◆ SET PROBLEM A ◆
According to the hockey excerpt below, which flags are painted on the back plate of Peter Negron's mask?

◆ EXCERPT TO READ ◆

──────────────────────────────

Peter Negron proudly wears his heritage on the back of his head.

The freshman goaltender for New York’s Hamilton College has the Cuban and American flags painted on the back plate of his mask, a tribute to his mother who came to the United States from the Caribbean island nation.

“It represents my heritage as a whole,” Negron told me recently. “My mom came over when she was three, so that’s where that comes from.”

The back of Hamilton College freshman goaltender Peter Negron’s mask pays tribute to his mother’s Cuban American roots (Photo/Courtesy Nelson Negron).

Hockey has come a long way since Scott Gomez became the National Hockey League’s first Hispanic player when he broke in with the New Jersey Devils in 1999-00.

Gomez, the son of a Mexican-American father and Colombian mother, retired in 2016, but his legacy continues. The four-team Liga Mexicana Elite launched south of the border in early November. Mexico City will host the International Ice Hockey Federation’s Under-18 Women’s World Championship Division I Group B Qualification in January.

──────────────────────────────

[Point annotations for photos]
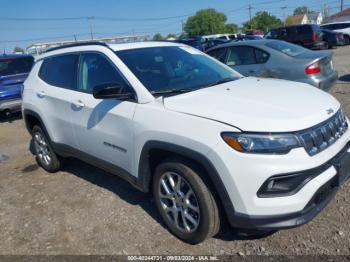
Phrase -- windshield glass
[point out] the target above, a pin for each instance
(174, 67)
(287, 48)
(13, 66)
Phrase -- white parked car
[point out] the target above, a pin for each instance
(342, 27)
(208, 143)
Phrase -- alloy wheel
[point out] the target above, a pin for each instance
(179, 202)
(42, 149)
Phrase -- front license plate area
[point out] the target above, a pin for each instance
(342, 164)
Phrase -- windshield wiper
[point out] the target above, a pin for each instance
(172, 91)
(221, 81)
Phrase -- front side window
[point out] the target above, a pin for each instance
(174, 68)
(261, 56)
(14, 66)
(59, 71)
(94, 70)
(241, 55)
(286, 48)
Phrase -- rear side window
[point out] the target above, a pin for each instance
(304, 29)
(343, 25)
(95, 70)
(291, 30)
(286, 48)
(14, 66)
(261, 56)
(59, 71)
(219, 54)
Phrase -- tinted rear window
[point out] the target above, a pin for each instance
(286, 48)
(13, 66)
(59, 71)
(304, 29)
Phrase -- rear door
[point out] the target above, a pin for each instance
(103, 127)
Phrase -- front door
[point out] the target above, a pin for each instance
(102, 127)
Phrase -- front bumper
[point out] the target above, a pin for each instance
(319, 201)
(12, 105)
(244, 174)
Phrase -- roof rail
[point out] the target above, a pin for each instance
(77, 44)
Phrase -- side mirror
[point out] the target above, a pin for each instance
(112, 90)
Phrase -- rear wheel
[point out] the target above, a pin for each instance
(45, 156)
(184, 201)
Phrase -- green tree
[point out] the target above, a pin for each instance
(18, 49)
(231, 28)
(263, 21)
(301, 10)
(206, 22)
(157, 36)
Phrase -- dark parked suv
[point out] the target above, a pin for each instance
(309, 36)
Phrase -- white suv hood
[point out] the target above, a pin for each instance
(261, 105)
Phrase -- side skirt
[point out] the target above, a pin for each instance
(68, 151)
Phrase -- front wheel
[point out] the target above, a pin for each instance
(184, 201)
(45, 156)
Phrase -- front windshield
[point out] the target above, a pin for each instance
(287, 48)
(174, 68)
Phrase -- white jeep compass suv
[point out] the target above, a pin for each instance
(208, 143)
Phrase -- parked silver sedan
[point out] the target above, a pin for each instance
(278, 59)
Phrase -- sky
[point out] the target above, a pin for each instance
(24, 22)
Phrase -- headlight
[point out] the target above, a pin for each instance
(261, 143)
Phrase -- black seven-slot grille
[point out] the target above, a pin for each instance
(318, 138)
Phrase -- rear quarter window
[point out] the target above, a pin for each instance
(59, 71)
(219, 54)
(13, 66)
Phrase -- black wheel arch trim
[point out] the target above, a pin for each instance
(145, 176)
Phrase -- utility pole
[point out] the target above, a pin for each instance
(90, 18)
(250, 16)
(284, 14)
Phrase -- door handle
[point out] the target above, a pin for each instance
(78, 104)
(41, 94)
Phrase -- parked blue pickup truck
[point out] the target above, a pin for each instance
(14, 70)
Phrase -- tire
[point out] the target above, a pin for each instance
(200, 204)
(44, 154)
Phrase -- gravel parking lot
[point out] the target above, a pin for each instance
(83, 210)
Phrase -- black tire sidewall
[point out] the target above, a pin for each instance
(54, 165)
(186, 173)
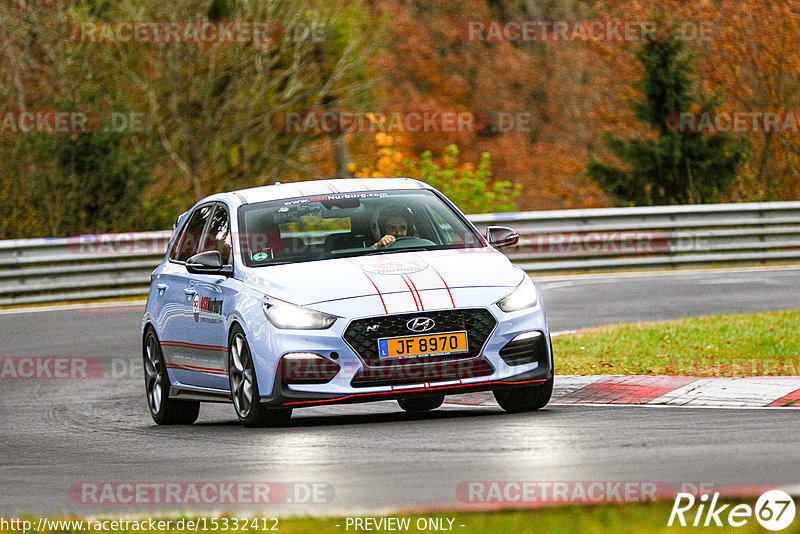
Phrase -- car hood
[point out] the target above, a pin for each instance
(426, 274)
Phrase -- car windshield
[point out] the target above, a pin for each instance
(349, 224)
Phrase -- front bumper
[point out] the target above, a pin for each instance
(484, 369)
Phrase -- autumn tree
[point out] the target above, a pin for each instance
(673, 167)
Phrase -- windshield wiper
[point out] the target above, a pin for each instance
(405, 249)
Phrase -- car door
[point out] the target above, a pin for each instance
(180, 296)
(206, 331)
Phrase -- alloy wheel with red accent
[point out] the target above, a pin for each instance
(244, 386)
(165, 411)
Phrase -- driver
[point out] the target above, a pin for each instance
(393, 223)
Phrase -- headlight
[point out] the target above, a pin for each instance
(524, 296)
(285, 315)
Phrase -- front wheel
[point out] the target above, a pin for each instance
(420, 404)
(165, 411)
(524, 398)
(244, 387)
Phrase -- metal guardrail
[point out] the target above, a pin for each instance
(607, 239)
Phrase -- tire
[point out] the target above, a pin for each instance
(524, 398)
(244, 386)
(420, 404)
(165, 411)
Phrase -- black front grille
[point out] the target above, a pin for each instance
(478, 323)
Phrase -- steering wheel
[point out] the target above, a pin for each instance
(410, 241)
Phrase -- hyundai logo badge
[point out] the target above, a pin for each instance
(420, 324)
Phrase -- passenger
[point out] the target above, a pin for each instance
(393, 223)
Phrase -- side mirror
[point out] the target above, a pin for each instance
(501, 237)
(208, 263)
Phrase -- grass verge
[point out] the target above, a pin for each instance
(760, 344)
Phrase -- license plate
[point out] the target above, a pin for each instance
(428, 345)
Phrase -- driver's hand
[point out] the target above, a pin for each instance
(384, 242)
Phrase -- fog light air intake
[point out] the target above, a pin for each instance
(306, 368)
(525, 348)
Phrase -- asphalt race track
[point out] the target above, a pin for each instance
(56, 434)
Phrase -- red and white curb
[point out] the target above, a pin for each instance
(761, 391)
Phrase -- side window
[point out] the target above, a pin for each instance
(218, 235)
(189, 240)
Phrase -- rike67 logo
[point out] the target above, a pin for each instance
(774, 510)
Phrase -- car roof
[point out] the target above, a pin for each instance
(324, 187)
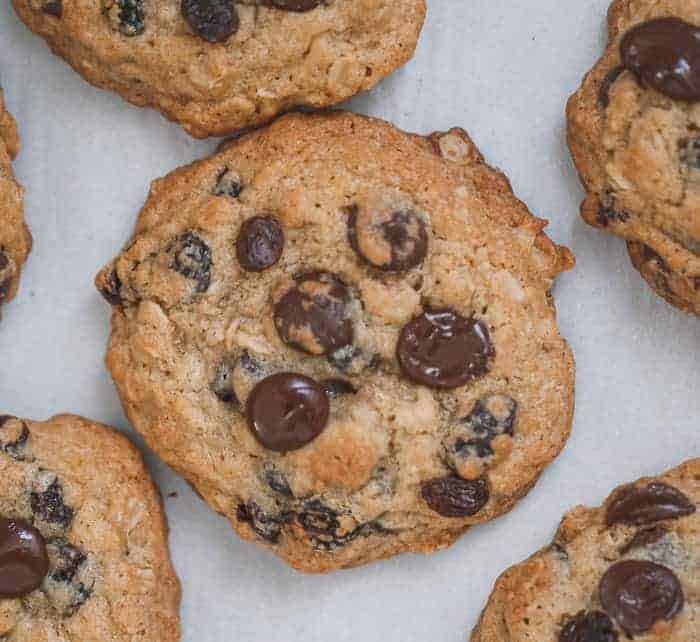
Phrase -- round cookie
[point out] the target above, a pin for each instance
(216, 66)
(628, 569)
(15, 240)
(344, 337)
(83, 539)
(633, 133)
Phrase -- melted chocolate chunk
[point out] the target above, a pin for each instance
(48, 505)
(313, 316)
(664, 54)
(24, 560)
(262, 524)
(213, 20)
(647, 504)
(588, 626)
(260, 243)
(441, 349)
(453, 496)
(228, 183)
(638, 594)
(606, 85)
(397, 243)
(111, 287)
(287, 411)
(192, 259)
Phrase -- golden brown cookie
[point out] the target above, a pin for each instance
(344, 337)
(83, 539)
(634, 134)
(626, 570)
(15, 240)
(216, 66)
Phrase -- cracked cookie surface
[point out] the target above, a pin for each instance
(217, 66)
(100, 568)
(344, 337)
(634, 133)
(625, 570)
(15, 240)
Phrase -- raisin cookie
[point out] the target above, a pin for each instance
(634, 132)
(216, 66)
(629, 569)
(15, 240)
(83, 540)
(344, 337)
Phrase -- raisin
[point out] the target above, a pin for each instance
(192, 259)
(48, 505)
(266, 527)
(228, 183)
(14, 434)
(222, 385)
(127, 16)
(592, 626)
(337, 387)
(453, 496)
(212, 20)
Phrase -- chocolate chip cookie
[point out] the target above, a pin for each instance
(626, 570)
(15, 240)
(216, 66)
(83, 540)
(634, 132)
(344, 337)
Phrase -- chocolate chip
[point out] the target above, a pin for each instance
(646, 504)
(52, 7)
(228, 183)
(110, 288)
(213, 20)
(442, 349)
(14, 434)
(287, 411)
(397, 242)
(313, 316)
(278, 482)
(338, 387)
(638, 594)
(222, 384)
(452, 496)
(606, 85)
(260, 243)
(24, 561)
(48, 505)
(588, 626)
(644, 538)
(127, 16)
(192, 259)
(66, 559)
(664, 54)
(294, 5)
(262, 524)
(690, 153)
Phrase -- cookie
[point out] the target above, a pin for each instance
(634, 135)
(625, 570)
(216, 66)
(344, 337)
(83, 539)
(15, 240)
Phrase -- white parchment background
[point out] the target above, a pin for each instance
(502, 69)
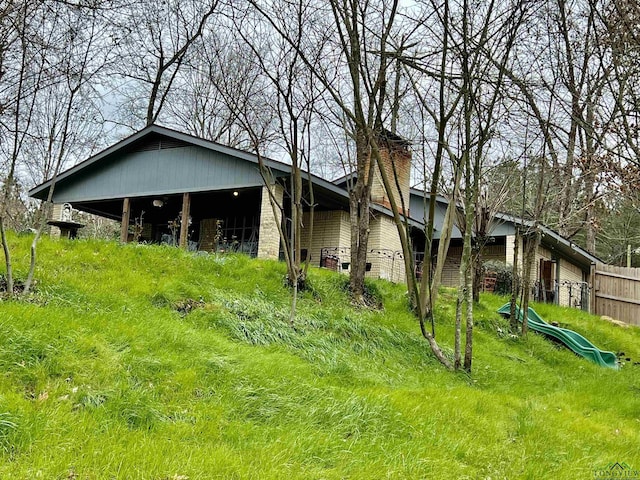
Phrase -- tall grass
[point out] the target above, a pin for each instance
(141, 362)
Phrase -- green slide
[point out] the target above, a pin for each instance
(571, 339)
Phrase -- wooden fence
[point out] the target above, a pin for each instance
(616, 293)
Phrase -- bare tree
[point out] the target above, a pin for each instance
(154, 42)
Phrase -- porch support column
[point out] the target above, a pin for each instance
(124, 226)
(268, 236)
(184, 224)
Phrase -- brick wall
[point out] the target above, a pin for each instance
(392, 156)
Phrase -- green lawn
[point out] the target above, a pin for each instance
(141, 362)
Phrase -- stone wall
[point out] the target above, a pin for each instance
(268, 236)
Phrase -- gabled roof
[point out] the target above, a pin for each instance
(175, 138)
(41, 190)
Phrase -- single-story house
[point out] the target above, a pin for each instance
(155, 178)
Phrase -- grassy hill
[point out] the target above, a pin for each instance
(140, 362)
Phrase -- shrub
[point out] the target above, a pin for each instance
(504, 275)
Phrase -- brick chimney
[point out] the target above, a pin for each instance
(394, 153)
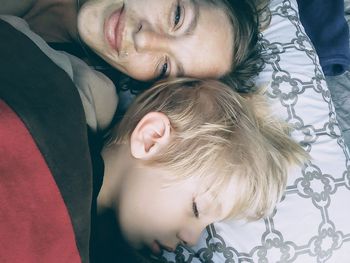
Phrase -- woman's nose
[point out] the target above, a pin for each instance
(146, 40)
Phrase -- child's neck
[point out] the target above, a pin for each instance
(116, 159)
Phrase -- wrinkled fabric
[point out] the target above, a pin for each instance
(327, 28)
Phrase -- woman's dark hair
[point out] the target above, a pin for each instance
(247, 17)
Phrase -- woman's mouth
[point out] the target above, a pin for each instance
(156, 247)
(114, 28)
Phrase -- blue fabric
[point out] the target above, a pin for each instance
(325, 24)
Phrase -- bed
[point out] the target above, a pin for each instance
(311, 223)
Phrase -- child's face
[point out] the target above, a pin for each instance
(157, 213)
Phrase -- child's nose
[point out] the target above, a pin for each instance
(190, 236)
(147, 40)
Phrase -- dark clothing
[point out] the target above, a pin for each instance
(45, 167)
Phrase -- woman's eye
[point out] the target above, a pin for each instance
(195, 209)
(178, 15)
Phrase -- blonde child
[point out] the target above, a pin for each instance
(189, 153)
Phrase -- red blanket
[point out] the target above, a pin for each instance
(45, 165)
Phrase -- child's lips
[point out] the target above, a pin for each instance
(114, 28)
(156, 247)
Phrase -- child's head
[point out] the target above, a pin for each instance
(194, 152)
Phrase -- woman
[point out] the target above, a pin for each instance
(153, 39)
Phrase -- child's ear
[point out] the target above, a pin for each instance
(151, 134)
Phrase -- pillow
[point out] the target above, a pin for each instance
(311, 223)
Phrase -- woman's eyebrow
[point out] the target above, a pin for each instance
(196, 12)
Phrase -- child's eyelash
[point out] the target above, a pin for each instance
(195, 209)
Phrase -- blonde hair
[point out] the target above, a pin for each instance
(220, 134)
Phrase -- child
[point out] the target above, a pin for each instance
(189, 153)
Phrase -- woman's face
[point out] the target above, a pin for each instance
(150, 39)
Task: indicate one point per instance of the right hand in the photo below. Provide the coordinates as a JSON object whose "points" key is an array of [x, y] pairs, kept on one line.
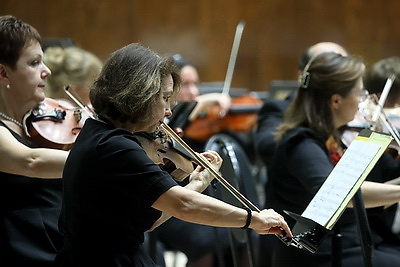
{"points": [[268, 221]]}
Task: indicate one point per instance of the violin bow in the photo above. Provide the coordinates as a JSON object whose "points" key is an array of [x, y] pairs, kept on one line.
{"points": [[382, 99], [232, 59], [207, 165]]}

──────────────────────────────

◆ SET PROBLEM B ◆
Give only the number of lines in the records above that contain the string "blonde".

◆ FINAL RESULT A ◆
The Cuban and American flags.

◆ FINAL RESULT B ◆
2